● Task to complete
Copy every one of the items below word for word, with no changes.

● Recorded data
------------------------------------------------

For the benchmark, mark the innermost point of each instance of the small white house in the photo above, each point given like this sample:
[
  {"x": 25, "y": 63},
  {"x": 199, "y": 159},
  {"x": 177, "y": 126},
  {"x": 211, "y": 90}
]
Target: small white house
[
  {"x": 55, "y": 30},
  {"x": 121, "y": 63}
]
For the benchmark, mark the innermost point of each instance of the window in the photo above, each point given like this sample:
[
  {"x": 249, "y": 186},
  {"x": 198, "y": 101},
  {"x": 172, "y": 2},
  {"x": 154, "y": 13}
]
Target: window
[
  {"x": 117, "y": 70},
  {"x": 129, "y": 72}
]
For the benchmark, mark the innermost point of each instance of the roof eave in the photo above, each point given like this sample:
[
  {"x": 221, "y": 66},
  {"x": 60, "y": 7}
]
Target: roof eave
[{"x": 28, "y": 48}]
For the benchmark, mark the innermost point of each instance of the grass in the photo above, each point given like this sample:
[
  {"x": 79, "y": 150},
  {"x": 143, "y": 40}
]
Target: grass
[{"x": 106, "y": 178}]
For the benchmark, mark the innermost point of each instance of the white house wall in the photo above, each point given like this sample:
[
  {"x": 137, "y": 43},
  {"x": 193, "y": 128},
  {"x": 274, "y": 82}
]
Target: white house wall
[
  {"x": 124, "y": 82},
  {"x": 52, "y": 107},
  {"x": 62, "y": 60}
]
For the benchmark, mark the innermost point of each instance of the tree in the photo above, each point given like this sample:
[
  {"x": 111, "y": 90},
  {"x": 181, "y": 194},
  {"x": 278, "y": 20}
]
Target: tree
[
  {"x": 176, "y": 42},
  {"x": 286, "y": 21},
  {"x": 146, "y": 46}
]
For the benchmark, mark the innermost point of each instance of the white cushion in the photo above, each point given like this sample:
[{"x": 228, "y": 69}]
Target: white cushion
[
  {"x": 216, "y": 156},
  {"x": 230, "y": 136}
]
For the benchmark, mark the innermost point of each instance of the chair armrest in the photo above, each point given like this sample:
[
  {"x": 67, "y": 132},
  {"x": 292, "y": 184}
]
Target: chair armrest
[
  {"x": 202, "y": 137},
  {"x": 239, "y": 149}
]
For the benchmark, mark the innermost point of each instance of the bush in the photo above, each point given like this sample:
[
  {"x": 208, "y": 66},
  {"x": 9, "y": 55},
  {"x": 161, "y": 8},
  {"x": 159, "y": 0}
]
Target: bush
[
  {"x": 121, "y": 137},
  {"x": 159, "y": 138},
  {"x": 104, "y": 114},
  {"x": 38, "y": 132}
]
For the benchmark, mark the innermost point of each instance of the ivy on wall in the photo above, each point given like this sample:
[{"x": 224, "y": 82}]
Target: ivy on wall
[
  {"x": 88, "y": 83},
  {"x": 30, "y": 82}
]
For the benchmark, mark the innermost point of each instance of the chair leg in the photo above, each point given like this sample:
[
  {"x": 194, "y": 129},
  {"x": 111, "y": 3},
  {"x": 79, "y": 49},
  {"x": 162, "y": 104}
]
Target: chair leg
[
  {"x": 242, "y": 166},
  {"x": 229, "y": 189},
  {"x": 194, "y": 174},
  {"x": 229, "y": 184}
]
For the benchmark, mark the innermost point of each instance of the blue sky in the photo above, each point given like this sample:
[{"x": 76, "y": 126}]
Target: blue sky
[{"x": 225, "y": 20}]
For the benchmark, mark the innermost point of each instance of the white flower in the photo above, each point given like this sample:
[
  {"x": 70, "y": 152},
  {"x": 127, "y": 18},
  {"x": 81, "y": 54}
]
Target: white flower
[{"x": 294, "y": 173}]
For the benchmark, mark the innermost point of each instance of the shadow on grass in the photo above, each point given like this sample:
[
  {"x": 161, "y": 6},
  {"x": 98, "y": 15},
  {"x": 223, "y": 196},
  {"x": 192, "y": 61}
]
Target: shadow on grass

------------------------------------------------

● Answer for this exercise
For the benchmark, mark the innermost point of each instance of the small white house in the photo above, each point given like this sample:
[
  {"x": 25, "y": 63},
  {"x": 199, "y": 159},
  {"x": 177, "y": 126},
  {"x": 211, "y": 90}
]
Target: small white house
[
  {"x": 55, "y": 30},
  {"x": 121, "y": 63}
]
For the benchmark, mark the innermost point of each instance of the window in the photo above, each point given like this sample:
[
  {"x": 249, "y": 186},
  {"x": 198, "y": 101},
  {"x": 172, "y": 2},
  {"x": 154, "y": 13}
]
Target: window
[
  {"x": 117, "y": 70},
  {"x": 129, "y": 72}
]
For the benchmark, mark the innermost point of each instance of the roof eave in the photo above, each point given like this sample:
[
  {"x": 221, "y": 66},
  {"x": 60, "y": 7}
]
Target: roof eave
[{"x": 28, "y": 48}]
For the benchmark, mark the innermost point of each instance of the grass in the photo above, each point given like this sample:
[
  {"x": 79, "y": 150},
  {"x": 143, "y": 40}
]
Target: grass
[{"x": 106, "y": 178}]
For the benchmark, mark the innermost point of each instance of the white house wall in the photo above, each point given like this sample:
[
  {"x": 137, "y": 43},
  {"x": 193, "y": 128},
  {"x": 274, "y": 82}
]
Target: white house wall
[
  {"x": 124, "y": 82},
  {"x": 52, "y": 107},
  {"x": 62, "y": 60}
]
For the benchmark, mark the innermost point of each instance of the tree in the photo above, each point given like this sample:
[
  {"x": 111, "y": 90},
  {"x": 181, "y": 194},
  {"x": 278, "y": 20}
]
Target: tree
[
  {"x": 176, "y": 42},
  {"x": 286, "y": 21},
  {"x": 146, "y": 46}
]
For the benchmark, mark the innermost point of each instance of the white cushion in the photo above, each point given like this sample:
[{"x": 228, "y": 69}]
Target: white cushion
[
  {"x": 216, "y": 156},
  {"x": 230, "y": 136}
]
For the benchmark, mark the innermost point of each instance of the chair armrest in the photo above, each point given like this sample:
[
  {"x": 67, "y": 132},
  {"x": 292, "y": 184}
]
Target: chair armrest
[
  {"x": 202, "y": 137},
  {"x": 239, "y": 149}
]
For the benchmark, mark the innermost point of each instance of the bush in the photo above, each point given like this sample:
[
  {"x": 208, "y": 66},
  {"x": 9, "y": 55},
  {"x": 161, "y": 8},
  {"x": 159, "y": 0}
]
Target: bush
[
  {"x": 121, "y": 137},
  {"x": 159, "y": 138},
  {"x": 104, "y": 114},
  {"x": 38, "y": 132}
]
For the benchmark, mark the innermost point of each instance of the ivy on wall in the photo above, each point given like this sample:
[{"x": 224, "y": 82}]
Target: ivy on wall
[
  {"x": 88, "y": 83},
  {"x": 30, "y": 82}
]
For the benchmark, mark the innermost point of each instance of the chair leg in the photo above, each point given like this sample:
[
  {"x": 194, "y": 129},
  {"x": 111, "y": 3},
  {"x": 79, "y": 49},
  {"x": 162, "y": 104}
]
Target: chair leg
[
  {"x": 242, "y": 166},
  {"x": 229, "y": 189},
  {"x": 194, "y": 174},
  {"x": 229, "y": 184}
]
For the benchmark, mark the innermost point of each instance of the blue sky in the photo above, each point given like this sample:
[{"x": 76, "y": 126}]
Target: blue sky
[{"x": 225, "y": 20}]
For the benchmark, mark the innermost point of each instance of the white flower in the photo above, each point given like this sample:
[
  {"x": 70, "y": 152},
  {"x": 127, "y": 18},
  {"x": 81, "y": 54}
]
Target: white flower
[{"x": 294, "y": 173}]
For the benchmark, mark the innermost point of each instance of the shadow on grass in the photo above, each point given like this sample:
[
  {"x": 161, "y": 6},
  {"x": 98, "y": 15},
  {"x": 223, "y": 196},
  {"x": 192, "y": 61}
]
Target: shadow on grass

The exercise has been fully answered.